§ Exercise goal: Rewrite everything from the start of the items down through the line containing "Target: man's navy suit jacket", changing "navy" to "gray" and leaving the rest unchanged.

(Extracted records)
● ● ● ●
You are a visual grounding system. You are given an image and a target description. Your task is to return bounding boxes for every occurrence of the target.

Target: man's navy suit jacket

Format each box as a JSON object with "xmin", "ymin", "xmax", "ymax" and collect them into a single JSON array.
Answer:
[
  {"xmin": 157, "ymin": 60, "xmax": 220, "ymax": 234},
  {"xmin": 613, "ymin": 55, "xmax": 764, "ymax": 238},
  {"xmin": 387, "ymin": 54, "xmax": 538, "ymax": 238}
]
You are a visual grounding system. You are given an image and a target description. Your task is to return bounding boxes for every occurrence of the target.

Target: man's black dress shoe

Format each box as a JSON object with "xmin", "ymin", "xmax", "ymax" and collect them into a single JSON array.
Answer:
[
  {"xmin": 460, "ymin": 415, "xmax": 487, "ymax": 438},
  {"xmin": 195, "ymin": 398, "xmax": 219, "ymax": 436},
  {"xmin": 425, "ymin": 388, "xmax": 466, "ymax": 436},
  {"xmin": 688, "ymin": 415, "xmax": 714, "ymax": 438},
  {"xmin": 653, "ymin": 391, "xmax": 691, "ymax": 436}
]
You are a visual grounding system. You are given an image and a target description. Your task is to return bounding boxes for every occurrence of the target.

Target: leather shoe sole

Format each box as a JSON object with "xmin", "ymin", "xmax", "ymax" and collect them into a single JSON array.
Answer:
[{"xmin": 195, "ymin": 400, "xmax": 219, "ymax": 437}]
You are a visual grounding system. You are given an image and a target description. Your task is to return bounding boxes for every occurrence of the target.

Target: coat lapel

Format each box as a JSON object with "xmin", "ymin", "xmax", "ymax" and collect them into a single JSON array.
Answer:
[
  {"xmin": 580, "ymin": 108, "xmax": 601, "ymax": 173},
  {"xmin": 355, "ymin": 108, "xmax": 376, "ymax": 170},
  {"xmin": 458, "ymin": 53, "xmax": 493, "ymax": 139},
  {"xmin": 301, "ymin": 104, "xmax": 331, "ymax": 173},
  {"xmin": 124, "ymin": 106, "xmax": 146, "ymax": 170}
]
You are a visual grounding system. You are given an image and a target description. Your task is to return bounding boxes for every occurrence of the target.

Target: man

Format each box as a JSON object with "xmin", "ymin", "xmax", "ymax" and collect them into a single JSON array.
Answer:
● ● ● ●
§ Output of the task:
You are a visual grounding system. You are given an image and a target description. Your task is to return bounding boxes for every occurrence of the target.

Target: man's gray suit jacket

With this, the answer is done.